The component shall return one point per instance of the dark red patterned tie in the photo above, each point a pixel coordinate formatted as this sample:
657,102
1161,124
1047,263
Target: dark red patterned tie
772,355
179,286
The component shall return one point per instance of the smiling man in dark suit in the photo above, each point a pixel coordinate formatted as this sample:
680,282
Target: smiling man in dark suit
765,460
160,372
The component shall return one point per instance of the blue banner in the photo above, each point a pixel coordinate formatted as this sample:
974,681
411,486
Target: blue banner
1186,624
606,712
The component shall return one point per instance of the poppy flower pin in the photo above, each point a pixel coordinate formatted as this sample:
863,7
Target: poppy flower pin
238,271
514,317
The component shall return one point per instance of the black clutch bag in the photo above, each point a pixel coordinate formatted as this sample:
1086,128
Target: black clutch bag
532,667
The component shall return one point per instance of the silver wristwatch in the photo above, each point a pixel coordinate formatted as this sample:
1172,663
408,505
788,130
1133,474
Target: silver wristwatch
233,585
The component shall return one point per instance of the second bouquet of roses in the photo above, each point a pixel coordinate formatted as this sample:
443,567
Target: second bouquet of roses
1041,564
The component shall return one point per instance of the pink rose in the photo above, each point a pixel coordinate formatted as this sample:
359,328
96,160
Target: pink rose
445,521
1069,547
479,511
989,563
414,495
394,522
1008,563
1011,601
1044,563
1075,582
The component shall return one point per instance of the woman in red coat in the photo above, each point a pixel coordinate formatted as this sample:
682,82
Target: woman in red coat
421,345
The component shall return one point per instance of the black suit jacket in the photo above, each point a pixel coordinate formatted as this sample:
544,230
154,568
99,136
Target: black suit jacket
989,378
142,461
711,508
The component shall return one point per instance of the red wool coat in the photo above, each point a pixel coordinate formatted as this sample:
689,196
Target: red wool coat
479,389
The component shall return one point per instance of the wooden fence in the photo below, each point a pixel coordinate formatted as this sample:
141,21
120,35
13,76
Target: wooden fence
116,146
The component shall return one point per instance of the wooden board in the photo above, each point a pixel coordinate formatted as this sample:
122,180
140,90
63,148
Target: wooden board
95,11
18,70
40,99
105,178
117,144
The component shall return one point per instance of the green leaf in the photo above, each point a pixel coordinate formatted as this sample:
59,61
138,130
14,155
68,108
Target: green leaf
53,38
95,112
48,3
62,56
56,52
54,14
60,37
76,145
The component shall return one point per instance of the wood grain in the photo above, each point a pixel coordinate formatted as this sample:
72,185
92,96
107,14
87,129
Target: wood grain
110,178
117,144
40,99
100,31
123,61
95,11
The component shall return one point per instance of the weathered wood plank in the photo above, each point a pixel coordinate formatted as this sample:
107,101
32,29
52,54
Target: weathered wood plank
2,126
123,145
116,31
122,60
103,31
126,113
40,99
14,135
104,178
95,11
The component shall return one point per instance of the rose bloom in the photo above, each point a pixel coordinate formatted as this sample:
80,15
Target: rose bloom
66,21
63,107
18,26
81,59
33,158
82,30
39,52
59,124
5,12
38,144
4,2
——
WHAT TO DO. Reproduce the material above verbatim, starting at the line that contains "the wood grain" and continuing through its last line.

RESPONSE.
The component shall return one point per instance of the wood grain in the photo above, each point a pixel coordinate formatted as this sample:
72,185
92,96
107,14
87,129
Target: wood grain
110,178
117,144
40,99
100,31
123,61
95,11
The component shall return one point per instance of the weathered wood plank in the photo above, each point a pixel coordinate formatted as this sample:
107,101
32,29
52,54
Target: weathered wood plank
2,126
123,145
116,31
122,60
103,31
126,113
40,99
14,135
104,178
95,11
The component shall return one point per instance of the rose bloom in the photo above, each point a pixel coordinate formatted as this sample:
80,15
Target: rose bloom
66,21
63,107
18,26
81,59
33,158
82,30
39,52
59,124
5,12
38,144
4,2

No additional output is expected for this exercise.